**Goal:** Rewrite the part of the material that opens with the line containing "For the benchmark, mark every instance of the bear's ear" and closes with the line containing "[[183, 95]]", keeping both of those lines. Reproduce every line in that span, requests included, but multiply each point coordinate in the answers by 0.4 and round it to a whole number, with halves rounding up.

**Dataset rows:**
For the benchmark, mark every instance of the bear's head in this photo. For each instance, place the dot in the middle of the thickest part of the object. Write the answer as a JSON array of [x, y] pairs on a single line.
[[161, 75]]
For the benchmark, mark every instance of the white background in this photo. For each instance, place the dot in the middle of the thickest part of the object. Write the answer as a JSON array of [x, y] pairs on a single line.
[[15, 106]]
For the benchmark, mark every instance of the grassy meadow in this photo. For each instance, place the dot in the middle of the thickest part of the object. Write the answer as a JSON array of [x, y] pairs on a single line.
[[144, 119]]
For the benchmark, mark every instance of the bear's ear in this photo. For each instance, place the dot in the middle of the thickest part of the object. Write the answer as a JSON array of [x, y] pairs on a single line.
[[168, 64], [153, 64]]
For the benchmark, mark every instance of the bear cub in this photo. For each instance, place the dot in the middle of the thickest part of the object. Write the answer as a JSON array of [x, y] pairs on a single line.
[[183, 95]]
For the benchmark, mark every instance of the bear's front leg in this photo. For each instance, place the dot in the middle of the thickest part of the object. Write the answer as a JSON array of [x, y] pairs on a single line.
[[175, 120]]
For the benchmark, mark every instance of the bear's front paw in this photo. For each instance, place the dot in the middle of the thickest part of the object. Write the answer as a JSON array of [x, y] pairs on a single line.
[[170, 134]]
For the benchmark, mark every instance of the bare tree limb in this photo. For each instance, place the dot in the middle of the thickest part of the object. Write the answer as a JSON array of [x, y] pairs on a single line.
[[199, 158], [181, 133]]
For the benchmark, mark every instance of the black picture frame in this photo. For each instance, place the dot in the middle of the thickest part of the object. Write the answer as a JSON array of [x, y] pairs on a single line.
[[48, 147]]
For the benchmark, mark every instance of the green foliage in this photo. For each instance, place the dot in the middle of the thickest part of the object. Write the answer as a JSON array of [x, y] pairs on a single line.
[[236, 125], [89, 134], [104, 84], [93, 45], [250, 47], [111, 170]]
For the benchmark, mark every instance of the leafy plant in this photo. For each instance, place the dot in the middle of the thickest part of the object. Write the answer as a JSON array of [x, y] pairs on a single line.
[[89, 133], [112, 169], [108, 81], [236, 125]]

**Exercise solution:**
For the benchmark, mark every instance of the bear's ear in this photo. For each instance, place the dot in the middle of the thickest part of the object. Write the answer as a JSON array of [x, y] pairs on a single line.
[[67, 26], [61, 26]]
For the benchmark, mark every instance of the bear cub in this photo. For each instance, place the dot in the middle of the thickest part of the object. Write the answer as a JSON array of [x, y] pairs on a single line.
[[73, 38]]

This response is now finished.